* _Task objective_: Write out the material exactly, leaving every picture behind.

* _Records provided_:
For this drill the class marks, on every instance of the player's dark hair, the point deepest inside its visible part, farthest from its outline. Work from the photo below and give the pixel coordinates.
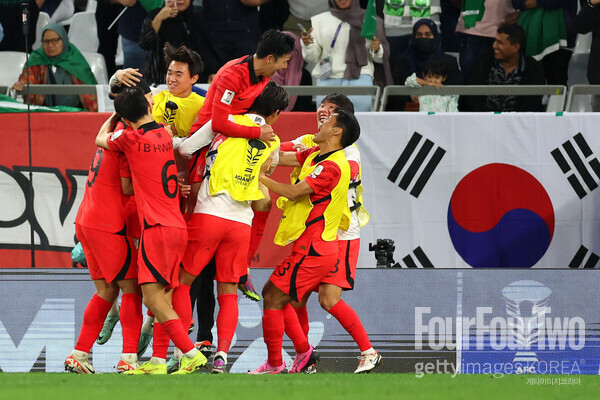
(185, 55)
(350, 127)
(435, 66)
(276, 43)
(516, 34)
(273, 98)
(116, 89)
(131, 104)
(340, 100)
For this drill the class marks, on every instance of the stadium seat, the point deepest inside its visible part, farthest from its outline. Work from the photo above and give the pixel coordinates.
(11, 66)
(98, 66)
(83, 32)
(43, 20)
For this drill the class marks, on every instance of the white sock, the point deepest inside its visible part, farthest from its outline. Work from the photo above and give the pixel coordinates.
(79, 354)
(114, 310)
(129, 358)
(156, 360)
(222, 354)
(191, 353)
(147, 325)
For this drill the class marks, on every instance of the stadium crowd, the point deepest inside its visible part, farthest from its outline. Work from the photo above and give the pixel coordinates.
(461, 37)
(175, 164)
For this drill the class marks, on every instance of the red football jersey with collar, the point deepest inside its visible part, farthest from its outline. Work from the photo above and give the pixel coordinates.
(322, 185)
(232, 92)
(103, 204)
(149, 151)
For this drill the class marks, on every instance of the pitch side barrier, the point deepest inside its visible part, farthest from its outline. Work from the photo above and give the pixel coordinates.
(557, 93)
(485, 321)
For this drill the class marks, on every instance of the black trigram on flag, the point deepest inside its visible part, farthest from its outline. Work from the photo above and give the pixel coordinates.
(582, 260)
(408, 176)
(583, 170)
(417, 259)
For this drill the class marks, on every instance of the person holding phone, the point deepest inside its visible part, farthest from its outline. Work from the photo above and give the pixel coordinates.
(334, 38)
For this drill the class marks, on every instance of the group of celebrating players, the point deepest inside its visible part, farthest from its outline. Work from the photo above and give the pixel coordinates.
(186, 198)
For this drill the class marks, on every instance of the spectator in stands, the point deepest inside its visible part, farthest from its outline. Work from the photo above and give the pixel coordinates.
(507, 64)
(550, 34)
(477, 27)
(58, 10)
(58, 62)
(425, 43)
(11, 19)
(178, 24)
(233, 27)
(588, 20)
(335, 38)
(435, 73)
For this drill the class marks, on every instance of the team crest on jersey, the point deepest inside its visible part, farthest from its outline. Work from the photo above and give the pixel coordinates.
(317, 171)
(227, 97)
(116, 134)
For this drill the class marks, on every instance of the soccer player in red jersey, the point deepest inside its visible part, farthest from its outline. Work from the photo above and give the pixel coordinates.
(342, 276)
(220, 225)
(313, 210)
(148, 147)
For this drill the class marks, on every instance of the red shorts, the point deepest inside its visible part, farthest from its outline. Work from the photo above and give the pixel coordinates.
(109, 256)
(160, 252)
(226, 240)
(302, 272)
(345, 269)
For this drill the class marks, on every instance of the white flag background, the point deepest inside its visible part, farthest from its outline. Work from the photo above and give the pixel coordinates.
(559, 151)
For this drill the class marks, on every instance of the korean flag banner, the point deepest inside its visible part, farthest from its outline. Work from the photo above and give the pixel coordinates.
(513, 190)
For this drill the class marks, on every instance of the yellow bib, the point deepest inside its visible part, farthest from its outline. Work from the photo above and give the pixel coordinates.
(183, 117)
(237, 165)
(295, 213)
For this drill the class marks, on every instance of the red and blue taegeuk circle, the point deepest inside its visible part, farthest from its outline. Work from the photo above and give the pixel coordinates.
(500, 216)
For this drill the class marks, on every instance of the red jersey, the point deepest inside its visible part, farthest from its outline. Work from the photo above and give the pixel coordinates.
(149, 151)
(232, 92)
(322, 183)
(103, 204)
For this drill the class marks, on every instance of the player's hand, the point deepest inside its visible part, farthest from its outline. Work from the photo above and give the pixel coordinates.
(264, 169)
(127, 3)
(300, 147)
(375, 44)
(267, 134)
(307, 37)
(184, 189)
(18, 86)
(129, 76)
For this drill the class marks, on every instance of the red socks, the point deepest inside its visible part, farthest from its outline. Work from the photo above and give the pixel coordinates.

* _Answer for this exercise_:
For this drill the class marks, on every instance of the player's dark hair, the point deepest inside its visible part, farthest from its outline. Work from the photo below and give the pixel coordinates.
(185, 55)
(350, 127)
(435, 66)
(276, 43)
(516, 34)
(273, 98)
(116, 89)
(131, 104)
(340, 100)
For this drill the class marks, on every instance of the stadium seat, the point deepest inside its visible part, farthest from its outline. Work from the photo above and give the pixel coordinates.
(11, 66)
(98, 66)
(83, 32)
(43, 20)
For this drill the class marks, on every instance of the white sock, the point deepest inside its visible part, farthest from its outline. Work from the photo above and give the pixel coordinates.
(79, 354)
(114, 310)
(129, 358)
(156, 360)
(222, 354)
(191, 353)
(147, 325)
For this drill the class marks, on every instance of the stadium crowd, the point deepest inside its visible part, farthest from its outline. Work from the photo above and give the pixel coordinates.
(461, 37)
(175, 164)
For this drill the class marks, on every instance of the red football jersey with collar, the point deepest inside its visible part, farthest from its outline. Work from the photo above and give the pixel coordinates.
(322, 185)
(232, 92)
(103, 204)
(149, 151)
For this drill the class marks, on every instance of the pitch side barrier, the point deepest inside its visible part, farthest from its outline. Work from the photo above and give the pixel coordinates.
(557, 93)
(485, 321)
For this drill the class marks, on every instance of the black trigram on flag, the point deepest inside its visible part, farthest from its outline. Work from the photo above and give the pixel coordinates.
(582, 260)
(408, 176)
(583, 170)
(417, 259)
For this drill the class marks, on every instance of the person holding phone, the point deepest inside its visible part, farthest from its outline. Work from the photo above and give the pixel coordinates.
(334, 38)
For this drill the class marks, on every instance of the group of celebrating players, the point deepest inside its visible part, farthest from its outline. Work from the photo above and give the pixel coordinates.
(186, 198)
For this drill the class marks, on every instance of the spectator in stands, the point deepest inside its visible part, farthest from its outline. Work from the photo above and give the pixel coordinates.
(507, 64)
(550, 34)
(477, 27)
(58, 10)
(58, 62)
(425, 43)
(11, 19)
(178, 24)
(233, 27)
(588, 20)
(335, 38)
(435, 73)
For this drill the class marks, on every instance of the team crest on jersey, the point deepest inside its visible part, farthest from its outline. Work from the photo above and give the pixel coordinates.
(317, 171)
(227, 97)
(116, 134)
For this drill the class marks, on every instance of the soccer player in red jersey, the point deepest inside its visible part, farthest from its outline. Work from the photo above and give the pixel coordinates.
(342, 276)
(220, 225)
(313, 210)
(148, 147)
For this drill the class marks, on every instance of the red shorts, the point deepest inside its visible part, farthest from its outline. Work from the photo above and give the pixel coordinates.
(109, 256)
(160, 252)
(226, 240)
(302, 272)
(345, 269)
For this drill the class marks, on every instance of the white flag background, the point deepest inside its visible part, farthest from its outline. Work from the photo above and give the pixel coordinates.
(559, 151)
For this drill the class marks, on every instance of the korean flag banner, the point deepest inside its visible part, farthest from its outline. Work from the photo above and give the pixel coordinates.
(513, 190)
For this drill the class marks, on every instance of the yellow bib, the point deepest inside its visible part, farthest from its outline. Work from the photo above and give the pixel coordinates.
(183, 117)
(237, 165)
(295, 213)
For this drill the class marks, on every instance of the red and blue taegeuk circle, the point deepest inside its visible part, farthest from its outline. Work from the photo above and give the pixel coordinates.
(500, 216)
For this drill the class marks, on every instance of the red jersey, the point deepest inside its visible part, farthest from its outline. Work from the photo above and give the pixel coordinates.
(149, 151)
(232, 92)
(322, 183)
(103, 204)
For this drill the class marks, on every instance of the player's hand, the point deepest inside its visible part, farthest from its outline. Work from the photo above and give the pixel coordinates.
(264, 169)
(127, 3)
(300, 147)
(375, 44)
(267, 134)
(307, 37)
(184, 189)
(18, 86)
(129, 76)
For this drill the class marks, on every instance of the red socks, the point deepest inside its visible part, farthest from its outline. Work from the photo above and give the pixel coordinates.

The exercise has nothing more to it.